Your output should be the line with "Where can the red" followed by every remaining line of the entries, reproduced exactly.
Start of RAW DATA
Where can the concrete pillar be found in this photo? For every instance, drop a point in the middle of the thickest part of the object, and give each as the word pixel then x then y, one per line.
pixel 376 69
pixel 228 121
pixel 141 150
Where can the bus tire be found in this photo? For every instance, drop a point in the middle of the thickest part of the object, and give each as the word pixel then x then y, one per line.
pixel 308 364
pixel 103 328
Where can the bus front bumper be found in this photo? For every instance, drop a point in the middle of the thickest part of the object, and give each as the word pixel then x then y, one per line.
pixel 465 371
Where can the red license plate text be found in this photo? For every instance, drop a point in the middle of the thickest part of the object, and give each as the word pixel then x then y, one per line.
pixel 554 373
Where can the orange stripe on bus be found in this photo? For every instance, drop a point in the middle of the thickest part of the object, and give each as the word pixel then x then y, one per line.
End of RAW DATA
> EXERCISE SOLUTION:
Where can the red license plate text be found in this photo? For every instance, drop a point in the middle of the thickest part of the object, and give each as the word pixel then x then y, one per line.
pixel 554 373
Where can the orange stripe on bus be found in this photo? For every instance, drop a point in the middle of the thickest part of the object, and give each as the word pixel then x then y, one per line.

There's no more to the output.